[Data records]
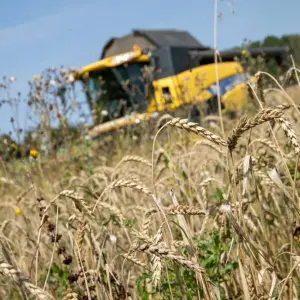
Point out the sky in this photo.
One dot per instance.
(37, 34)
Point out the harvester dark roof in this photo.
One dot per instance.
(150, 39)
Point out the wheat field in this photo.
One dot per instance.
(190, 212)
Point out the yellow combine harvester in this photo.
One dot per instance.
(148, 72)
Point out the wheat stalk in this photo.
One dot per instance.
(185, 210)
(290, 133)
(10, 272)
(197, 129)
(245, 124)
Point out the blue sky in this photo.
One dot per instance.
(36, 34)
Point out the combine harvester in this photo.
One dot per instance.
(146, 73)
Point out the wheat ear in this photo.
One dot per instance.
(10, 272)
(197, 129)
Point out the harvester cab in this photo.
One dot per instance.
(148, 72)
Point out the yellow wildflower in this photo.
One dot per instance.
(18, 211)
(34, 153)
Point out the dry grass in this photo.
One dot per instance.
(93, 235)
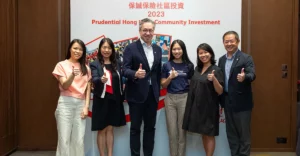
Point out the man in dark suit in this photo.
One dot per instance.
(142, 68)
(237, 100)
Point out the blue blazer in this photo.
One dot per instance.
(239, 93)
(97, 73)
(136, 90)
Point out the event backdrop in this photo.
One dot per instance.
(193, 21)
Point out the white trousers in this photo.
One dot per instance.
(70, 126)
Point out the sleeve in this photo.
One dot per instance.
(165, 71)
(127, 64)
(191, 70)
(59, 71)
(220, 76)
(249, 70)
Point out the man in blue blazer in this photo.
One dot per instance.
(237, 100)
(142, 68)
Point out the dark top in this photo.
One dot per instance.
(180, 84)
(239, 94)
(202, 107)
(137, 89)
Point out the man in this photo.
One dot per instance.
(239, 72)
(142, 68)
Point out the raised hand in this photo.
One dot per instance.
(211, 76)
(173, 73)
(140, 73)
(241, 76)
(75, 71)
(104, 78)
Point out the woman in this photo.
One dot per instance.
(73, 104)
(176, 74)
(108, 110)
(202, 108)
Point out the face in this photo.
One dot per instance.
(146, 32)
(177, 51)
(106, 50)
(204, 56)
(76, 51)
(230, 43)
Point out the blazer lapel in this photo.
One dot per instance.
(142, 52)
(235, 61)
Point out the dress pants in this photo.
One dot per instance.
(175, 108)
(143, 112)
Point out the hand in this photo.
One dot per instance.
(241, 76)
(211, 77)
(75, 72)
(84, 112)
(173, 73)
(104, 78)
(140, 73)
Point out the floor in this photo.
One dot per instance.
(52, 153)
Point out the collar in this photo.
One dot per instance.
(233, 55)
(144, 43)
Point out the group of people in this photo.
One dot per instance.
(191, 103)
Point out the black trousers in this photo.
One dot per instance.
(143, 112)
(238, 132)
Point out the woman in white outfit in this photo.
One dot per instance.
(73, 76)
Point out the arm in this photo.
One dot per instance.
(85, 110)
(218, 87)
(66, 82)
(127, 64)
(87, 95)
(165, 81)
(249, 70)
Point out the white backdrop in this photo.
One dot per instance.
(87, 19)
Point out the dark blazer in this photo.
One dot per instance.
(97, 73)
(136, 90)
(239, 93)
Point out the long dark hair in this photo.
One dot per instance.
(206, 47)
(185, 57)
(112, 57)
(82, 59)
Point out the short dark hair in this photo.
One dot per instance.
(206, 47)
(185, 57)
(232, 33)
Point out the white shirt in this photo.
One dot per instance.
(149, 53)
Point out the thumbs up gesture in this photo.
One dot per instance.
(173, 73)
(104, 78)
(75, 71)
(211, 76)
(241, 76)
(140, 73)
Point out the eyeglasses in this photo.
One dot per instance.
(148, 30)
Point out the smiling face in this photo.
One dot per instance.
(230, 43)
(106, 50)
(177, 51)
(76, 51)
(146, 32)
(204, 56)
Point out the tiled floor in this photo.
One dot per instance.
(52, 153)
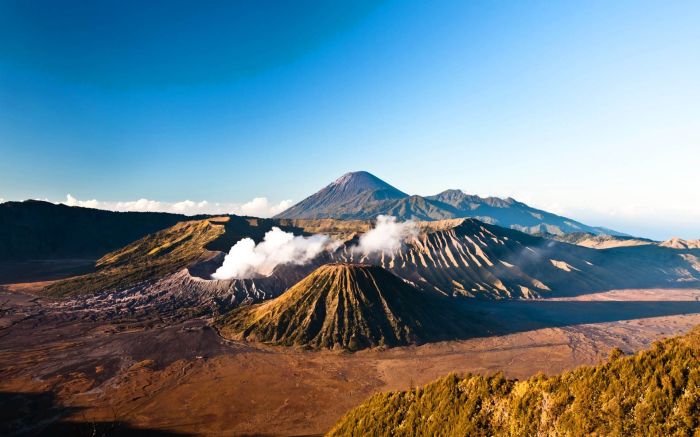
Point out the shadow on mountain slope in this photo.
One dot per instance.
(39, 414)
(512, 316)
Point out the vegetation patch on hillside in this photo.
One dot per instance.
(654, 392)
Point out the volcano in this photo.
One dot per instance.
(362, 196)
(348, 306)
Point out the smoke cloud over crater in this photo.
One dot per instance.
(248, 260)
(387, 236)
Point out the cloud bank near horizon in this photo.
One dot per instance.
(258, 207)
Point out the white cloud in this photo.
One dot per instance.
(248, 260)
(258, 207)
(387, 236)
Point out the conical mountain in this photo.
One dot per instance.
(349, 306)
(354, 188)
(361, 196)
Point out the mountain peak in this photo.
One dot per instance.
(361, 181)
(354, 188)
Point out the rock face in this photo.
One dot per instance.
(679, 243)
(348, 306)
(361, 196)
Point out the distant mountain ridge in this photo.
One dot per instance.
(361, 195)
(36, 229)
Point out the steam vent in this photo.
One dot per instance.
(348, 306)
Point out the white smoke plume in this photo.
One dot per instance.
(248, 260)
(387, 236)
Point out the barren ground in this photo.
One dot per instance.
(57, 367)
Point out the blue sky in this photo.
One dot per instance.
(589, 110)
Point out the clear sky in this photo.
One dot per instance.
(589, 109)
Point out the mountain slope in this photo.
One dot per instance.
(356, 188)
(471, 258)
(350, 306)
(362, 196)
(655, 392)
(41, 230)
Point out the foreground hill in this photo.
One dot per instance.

==

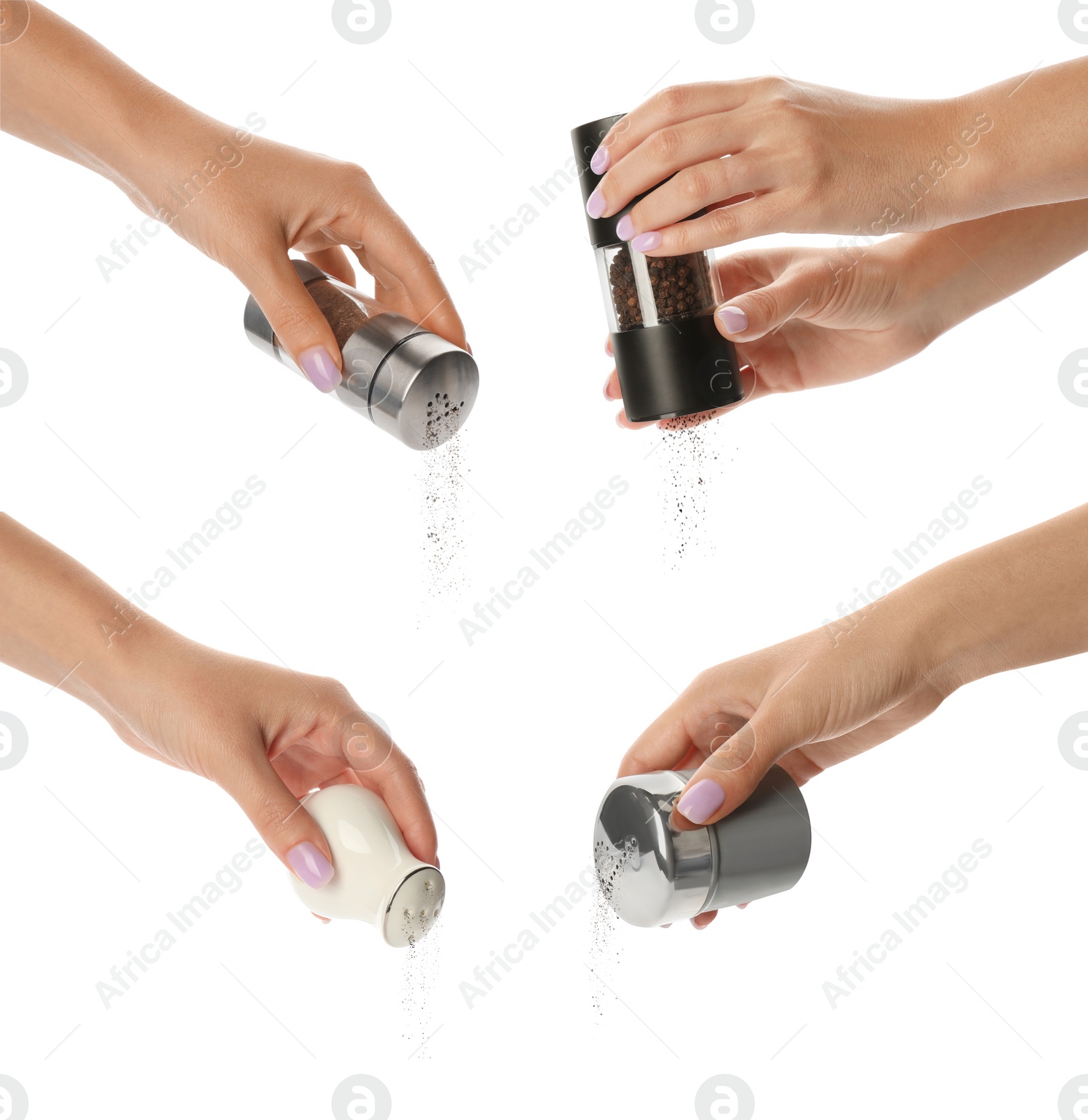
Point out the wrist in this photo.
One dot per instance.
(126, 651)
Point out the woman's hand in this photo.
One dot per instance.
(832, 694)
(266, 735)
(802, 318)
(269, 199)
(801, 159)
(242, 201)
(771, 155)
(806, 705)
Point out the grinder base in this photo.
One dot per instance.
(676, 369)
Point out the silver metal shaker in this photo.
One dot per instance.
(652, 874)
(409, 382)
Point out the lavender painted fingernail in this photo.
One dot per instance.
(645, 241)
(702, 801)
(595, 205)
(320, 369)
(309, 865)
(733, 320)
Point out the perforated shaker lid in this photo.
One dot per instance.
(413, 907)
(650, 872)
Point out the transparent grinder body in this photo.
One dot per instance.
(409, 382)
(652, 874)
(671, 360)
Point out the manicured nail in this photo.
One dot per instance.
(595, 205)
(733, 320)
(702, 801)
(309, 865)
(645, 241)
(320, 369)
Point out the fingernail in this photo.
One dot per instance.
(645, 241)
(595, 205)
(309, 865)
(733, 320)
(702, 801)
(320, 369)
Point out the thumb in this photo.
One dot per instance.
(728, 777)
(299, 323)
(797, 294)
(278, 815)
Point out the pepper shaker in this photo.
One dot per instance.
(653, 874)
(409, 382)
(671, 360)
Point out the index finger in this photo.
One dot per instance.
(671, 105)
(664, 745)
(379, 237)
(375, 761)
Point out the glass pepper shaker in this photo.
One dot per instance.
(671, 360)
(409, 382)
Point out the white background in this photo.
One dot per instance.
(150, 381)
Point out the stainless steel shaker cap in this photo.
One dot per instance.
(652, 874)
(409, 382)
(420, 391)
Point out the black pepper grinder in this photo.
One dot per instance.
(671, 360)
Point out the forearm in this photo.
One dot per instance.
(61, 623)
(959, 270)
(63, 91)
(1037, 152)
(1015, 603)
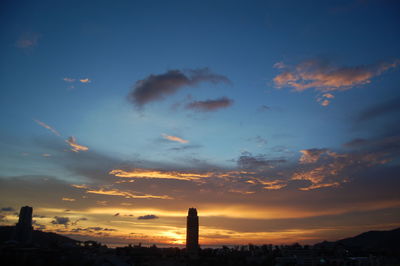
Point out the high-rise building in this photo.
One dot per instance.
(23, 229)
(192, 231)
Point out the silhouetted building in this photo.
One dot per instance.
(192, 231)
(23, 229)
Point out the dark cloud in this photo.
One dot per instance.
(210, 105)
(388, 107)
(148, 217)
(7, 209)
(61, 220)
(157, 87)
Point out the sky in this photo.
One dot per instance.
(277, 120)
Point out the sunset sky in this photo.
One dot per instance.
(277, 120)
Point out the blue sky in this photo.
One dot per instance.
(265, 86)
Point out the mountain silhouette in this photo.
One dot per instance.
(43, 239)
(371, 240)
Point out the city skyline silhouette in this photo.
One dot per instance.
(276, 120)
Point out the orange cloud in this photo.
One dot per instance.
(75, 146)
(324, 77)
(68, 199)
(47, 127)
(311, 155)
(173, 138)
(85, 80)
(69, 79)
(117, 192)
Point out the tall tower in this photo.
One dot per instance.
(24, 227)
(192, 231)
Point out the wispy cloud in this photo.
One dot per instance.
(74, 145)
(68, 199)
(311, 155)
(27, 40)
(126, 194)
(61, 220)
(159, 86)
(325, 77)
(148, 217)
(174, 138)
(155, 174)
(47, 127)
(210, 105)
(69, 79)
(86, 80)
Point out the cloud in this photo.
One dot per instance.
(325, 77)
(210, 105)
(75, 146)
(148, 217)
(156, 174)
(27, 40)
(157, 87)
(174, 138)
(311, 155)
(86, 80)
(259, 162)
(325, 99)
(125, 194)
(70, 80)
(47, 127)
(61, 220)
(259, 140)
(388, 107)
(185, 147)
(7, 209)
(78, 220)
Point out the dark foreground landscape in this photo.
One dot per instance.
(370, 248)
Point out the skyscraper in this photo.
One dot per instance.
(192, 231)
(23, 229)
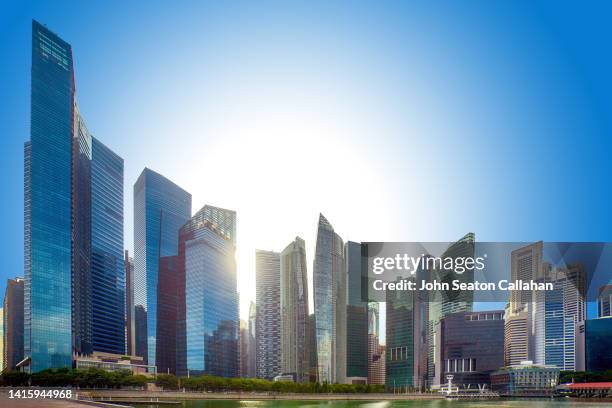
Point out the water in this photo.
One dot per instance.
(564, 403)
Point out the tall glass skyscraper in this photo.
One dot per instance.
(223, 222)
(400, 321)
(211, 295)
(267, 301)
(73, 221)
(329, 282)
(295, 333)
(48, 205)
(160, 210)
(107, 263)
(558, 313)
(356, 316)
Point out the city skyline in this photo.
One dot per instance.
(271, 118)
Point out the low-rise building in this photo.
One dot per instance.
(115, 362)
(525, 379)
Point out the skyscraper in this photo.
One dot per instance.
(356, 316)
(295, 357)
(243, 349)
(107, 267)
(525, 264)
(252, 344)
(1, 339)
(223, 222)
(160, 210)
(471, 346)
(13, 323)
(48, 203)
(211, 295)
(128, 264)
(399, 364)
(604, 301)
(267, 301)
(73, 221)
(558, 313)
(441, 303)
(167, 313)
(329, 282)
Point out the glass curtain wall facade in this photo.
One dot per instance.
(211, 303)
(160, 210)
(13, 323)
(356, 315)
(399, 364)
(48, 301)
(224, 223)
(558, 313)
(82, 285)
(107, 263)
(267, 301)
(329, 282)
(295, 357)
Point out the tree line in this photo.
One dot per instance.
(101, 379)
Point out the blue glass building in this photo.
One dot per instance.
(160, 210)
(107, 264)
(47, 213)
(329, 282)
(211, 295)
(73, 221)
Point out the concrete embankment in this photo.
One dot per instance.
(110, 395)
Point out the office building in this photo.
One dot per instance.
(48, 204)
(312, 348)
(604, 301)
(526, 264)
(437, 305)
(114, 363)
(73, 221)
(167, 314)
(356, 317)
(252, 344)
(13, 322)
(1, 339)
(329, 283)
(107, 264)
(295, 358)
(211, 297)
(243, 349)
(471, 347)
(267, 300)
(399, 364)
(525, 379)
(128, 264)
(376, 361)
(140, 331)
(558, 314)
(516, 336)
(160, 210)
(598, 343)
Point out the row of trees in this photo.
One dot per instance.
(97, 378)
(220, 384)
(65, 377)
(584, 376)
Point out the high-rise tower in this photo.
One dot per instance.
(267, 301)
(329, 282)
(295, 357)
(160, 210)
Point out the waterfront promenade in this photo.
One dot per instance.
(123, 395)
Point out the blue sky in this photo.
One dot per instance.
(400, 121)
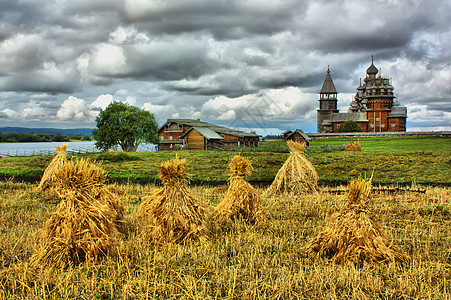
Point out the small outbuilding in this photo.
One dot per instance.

--

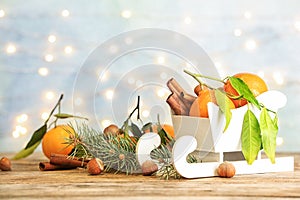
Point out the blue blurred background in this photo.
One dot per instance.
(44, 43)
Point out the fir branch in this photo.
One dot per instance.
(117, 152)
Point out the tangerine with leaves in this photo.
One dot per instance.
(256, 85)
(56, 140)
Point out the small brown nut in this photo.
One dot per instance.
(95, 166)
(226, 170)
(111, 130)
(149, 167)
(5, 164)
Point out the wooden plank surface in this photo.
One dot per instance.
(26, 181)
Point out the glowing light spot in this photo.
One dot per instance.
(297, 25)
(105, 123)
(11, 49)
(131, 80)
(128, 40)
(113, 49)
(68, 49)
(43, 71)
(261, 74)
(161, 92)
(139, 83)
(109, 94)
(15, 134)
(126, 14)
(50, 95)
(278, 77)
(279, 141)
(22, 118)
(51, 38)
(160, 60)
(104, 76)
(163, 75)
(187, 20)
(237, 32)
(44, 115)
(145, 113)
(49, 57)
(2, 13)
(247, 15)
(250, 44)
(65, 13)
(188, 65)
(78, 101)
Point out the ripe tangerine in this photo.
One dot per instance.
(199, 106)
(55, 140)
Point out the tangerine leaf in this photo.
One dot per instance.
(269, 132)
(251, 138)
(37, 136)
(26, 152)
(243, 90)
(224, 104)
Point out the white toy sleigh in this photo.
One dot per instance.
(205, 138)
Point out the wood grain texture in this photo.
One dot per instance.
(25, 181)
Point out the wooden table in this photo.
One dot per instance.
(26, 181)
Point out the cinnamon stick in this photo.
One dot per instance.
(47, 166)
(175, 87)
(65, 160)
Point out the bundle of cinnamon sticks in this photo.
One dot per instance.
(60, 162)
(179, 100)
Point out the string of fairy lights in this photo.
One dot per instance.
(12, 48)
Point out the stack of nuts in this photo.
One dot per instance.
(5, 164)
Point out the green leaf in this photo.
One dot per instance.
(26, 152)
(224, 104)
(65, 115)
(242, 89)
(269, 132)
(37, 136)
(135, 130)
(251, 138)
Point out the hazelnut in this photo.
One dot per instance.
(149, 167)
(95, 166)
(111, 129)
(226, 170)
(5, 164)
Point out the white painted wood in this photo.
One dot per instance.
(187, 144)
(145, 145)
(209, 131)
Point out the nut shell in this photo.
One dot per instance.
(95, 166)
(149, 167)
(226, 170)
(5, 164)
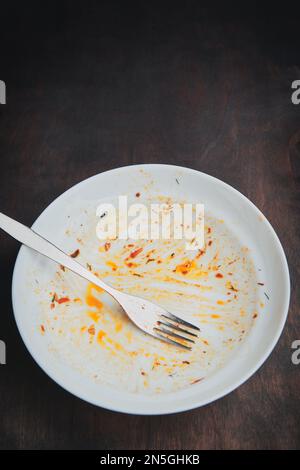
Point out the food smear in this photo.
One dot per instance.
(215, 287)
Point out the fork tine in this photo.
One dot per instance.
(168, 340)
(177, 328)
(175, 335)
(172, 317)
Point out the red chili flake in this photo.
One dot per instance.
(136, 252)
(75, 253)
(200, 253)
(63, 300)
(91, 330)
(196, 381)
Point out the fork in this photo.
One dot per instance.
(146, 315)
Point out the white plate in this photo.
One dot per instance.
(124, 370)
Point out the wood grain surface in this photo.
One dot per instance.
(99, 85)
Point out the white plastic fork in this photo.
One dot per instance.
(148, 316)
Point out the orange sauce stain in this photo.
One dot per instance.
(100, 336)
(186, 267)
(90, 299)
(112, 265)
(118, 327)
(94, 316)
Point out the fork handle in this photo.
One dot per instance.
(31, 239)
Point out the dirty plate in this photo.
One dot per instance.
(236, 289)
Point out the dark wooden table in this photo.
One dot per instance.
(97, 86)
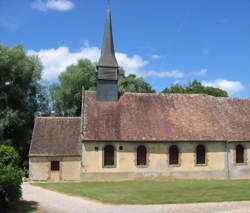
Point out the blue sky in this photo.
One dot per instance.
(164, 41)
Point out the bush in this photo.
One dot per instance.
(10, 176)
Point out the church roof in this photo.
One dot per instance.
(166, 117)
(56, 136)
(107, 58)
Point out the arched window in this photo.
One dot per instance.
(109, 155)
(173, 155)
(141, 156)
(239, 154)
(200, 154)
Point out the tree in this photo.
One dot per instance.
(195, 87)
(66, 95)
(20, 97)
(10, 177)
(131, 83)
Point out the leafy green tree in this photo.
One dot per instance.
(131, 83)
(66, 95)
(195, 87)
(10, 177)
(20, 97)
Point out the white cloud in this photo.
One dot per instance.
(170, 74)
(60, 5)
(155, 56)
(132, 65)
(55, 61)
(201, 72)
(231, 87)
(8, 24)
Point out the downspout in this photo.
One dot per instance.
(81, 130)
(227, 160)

What the exercise asks: Please filter the data records above down to every line that contains the word "white". Case counts.

Exercise answer:
Point out the white trousers in this photo.
Point out the woman in white outfit in this photo.
Point out the white backdrop in this photo.
Point out the white shirt in this photo.
Point out the white cloud in this photo.
Point out the white smoke plume in this photo.
Point out the white background in this photo.
Point out the white toy sleigh in this photo.
Point out the white painted wood in this photo.
Point out the white plate in this photo.
Point out the white plastic fork in this photo.
Point out the white cloud in this photo.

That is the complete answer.